(Tasks and exercises):
1 > In the piece on Qatar's diplomatic isolation, how many US troops are stationed in Qatar, and at which base?
2 > List every country that the piece on Qatar's diplomatic isolation says withdrew its ambassador during the 2014 diplomatic spat.
3 > Reproduce everything from "Qatar, KSA, Iran, USA, Russia, UAE, Hamas, ISIS" down to "turmoil in the Middle East." in the piece on Qatar's diplomatic isolation.

(Excerpted text):
:::::

Qatar, KSA, Iran, USA, Russia, UAE, Hamas, ISIS

The recent news of Saudi-led bloc’s diplomatic isolation of Qatar came as a surprise to many, including the United States. However, such a move has been in an offing for quite some time, and it is imperative to dissect the issue on factual lines rather than falling prey to populist understanding of the turmoil in the Middle East.

First, the diplomatic side. Qatar shares borders with the very countries that have cut of diplomatic ties with it. It is dependent on Saudi Arabia for food trade and associative elements. Many are seeing this as a move that was initiated by Trump’s visit to the Middle East. However, a more introspective analysis would reveal that Qatar has forced Saudi’s hand. What happens in the Middle East cannot be viewed in traditional sense but through the prism which focuses on the Arab nationalism and issues of local identity. The Saudi move will also test how firm the recent Trump’s support towards the alliance was. This is because Qatar enjoys good diplomatic ties with the US, with more than 10,000 troops stationed in the country at the Al Udeid air base. There is also a need to view the diplomatic approaches of major stakeholders including Iran, Russia, Turkey and significant others. In recent news, Turkey has come out in the support of Qatar, voicing support for a diplomatic solution to the problem.

Secondly, the ideological divergence of the Middle Eastern countries which is manifested in the assertion that Qatar is responsible for sponsoring terrorism. This has its basis in the Qatari support for the Ikhwan (Muslim Brotherhood) that has a major impact on the power play in the Middle East. The Ikhwan in terms of their proxy power, have been allied against the Saudis, so there is the Salafi vs. Ikhwan argument. The Ikhwan have enjoyed funding from Qatar, and have exerted their influence in various places, which has led to extreme sectarian confrontation. Their anti-Saudi posture makes them natural Iranian allies. Qatar has also been at the epicentre of funding militants fighting the Assad regime in Syria, and has meddled in affairs of other regional countries through the support of the Ikhwan. Latent support for the Hamas and Hezbollah by Qatar isn’t acknowledged favourably by the other Middle Eastern players.

Al Jazeera factor is third in line. The Qatar based news channel coverage has been a bone of contention among Gulf states for quite some time now. This ranges from strong critiques of domestic matters in states like Saudi Arabia, Egypt, Bahrain etc. An example of this can be seen in the year 2002 when the ambassador to Qatar was called back by the Saudi Arabia over the news channel coverage of the Saudi peace plan for the Israeli-Palestinian conflict. Then in 2014, Qatar made assurance of non-interference when another diplomatic spat resulted in Saudi Arabia, UAE and Bahrain withdrawing their ambassadors.

:::::

Location identification items:
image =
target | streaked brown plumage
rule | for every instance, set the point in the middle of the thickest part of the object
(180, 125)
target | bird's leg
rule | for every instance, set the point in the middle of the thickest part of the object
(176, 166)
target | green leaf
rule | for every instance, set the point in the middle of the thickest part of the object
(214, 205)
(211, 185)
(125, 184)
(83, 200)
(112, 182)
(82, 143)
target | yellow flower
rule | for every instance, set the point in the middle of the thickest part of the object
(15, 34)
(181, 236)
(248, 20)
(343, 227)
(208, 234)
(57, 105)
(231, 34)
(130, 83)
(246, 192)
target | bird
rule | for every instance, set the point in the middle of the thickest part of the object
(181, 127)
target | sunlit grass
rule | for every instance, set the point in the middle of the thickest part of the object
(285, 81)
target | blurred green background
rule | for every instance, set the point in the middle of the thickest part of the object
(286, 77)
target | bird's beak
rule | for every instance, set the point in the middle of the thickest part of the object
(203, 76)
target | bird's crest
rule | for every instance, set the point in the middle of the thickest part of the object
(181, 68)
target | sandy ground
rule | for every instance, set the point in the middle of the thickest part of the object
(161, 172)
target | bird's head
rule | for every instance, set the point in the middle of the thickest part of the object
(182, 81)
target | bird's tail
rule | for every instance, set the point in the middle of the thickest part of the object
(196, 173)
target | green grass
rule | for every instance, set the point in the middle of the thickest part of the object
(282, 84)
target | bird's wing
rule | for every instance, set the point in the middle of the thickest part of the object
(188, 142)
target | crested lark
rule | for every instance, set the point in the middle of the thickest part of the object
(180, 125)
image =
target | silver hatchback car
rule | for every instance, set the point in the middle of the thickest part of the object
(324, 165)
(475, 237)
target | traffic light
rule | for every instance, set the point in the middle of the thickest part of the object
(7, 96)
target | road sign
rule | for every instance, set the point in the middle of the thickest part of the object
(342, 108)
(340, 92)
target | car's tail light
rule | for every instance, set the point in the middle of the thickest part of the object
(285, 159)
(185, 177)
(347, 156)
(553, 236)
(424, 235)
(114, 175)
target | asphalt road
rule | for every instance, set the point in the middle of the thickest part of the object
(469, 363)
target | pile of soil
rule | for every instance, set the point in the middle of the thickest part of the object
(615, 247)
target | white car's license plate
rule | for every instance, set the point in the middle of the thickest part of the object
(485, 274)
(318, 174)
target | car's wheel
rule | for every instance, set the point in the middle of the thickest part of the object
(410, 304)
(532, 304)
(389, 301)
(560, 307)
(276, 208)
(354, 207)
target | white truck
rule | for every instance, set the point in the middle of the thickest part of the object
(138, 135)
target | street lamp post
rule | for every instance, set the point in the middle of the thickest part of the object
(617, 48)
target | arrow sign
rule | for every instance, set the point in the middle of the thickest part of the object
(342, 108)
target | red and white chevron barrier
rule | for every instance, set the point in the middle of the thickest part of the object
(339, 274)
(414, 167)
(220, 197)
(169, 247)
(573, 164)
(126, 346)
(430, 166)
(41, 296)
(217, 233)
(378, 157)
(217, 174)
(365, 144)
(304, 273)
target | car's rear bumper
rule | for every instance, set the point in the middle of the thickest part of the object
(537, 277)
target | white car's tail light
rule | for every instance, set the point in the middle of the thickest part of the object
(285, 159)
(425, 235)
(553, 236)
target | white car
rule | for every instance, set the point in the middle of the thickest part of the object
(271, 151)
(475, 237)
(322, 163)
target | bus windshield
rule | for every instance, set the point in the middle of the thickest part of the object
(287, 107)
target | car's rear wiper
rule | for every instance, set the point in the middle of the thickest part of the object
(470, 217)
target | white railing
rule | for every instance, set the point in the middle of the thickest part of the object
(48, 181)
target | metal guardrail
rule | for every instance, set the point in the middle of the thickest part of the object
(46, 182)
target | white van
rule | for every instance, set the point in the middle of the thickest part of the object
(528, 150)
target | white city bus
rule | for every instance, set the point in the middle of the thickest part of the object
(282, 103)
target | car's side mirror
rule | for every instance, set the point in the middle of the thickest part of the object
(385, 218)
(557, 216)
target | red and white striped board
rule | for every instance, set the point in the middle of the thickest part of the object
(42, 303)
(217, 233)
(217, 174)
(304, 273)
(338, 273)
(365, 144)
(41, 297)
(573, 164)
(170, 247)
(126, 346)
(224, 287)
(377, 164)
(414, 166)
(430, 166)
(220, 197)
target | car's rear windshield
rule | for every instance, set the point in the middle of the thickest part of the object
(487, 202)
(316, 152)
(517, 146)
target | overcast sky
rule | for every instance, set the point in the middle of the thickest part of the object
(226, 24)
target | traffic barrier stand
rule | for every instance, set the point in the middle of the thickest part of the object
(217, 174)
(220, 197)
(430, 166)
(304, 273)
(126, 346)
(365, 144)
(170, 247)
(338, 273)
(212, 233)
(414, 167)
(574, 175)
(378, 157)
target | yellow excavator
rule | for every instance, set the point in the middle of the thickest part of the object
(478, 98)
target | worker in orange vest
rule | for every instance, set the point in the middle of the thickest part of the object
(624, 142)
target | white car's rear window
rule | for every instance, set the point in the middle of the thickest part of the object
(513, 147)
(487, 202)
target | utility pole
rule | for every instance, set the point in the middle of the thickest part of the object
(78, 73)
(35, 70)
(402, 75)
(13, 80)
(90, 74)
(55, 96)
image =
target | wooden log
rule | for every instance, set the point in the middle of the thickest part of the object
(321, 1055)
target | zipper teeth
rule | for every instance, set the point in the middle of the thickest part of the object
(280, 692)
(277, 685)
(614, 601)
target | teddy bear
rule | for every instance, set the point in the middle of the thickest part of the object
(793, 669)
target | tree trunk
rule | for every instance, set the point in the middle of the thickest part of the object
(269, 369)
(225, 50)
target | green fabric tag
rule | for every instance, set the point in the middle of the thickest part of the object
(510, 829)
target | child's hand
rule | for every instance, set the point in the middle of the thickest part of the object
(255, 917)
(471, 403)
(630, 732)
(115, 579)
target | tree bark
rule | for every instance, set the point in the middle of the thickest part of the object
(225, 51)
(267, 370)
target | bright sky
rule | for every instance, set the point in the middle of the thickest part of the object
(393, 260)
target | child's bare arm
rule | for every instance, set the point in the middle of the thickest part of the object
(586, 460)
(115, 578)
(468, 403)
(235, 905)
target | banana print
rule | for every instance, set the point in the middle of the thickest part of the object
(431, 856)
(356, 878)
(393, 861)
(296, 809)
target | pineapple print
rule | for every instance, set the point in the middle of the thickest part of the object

:::::

(Answers given):
1 > More than 10,000, at the Al Udeid air base.

2 > Saudi Arabia, UAE, Bahrain

3 >
Qatar, KSA, Iran, USA, Russia, UAE, Hamas, ISIS

The recent news of Saudi-led bloc’s diplomatic isolation of Qatar came as a surprise to many, including the United States. However, such a move has been in an offing for quite some time, and it is imperative to dissect the issue on factual lines rather than falling prey to populist understanding of the turmoil in the Middle East.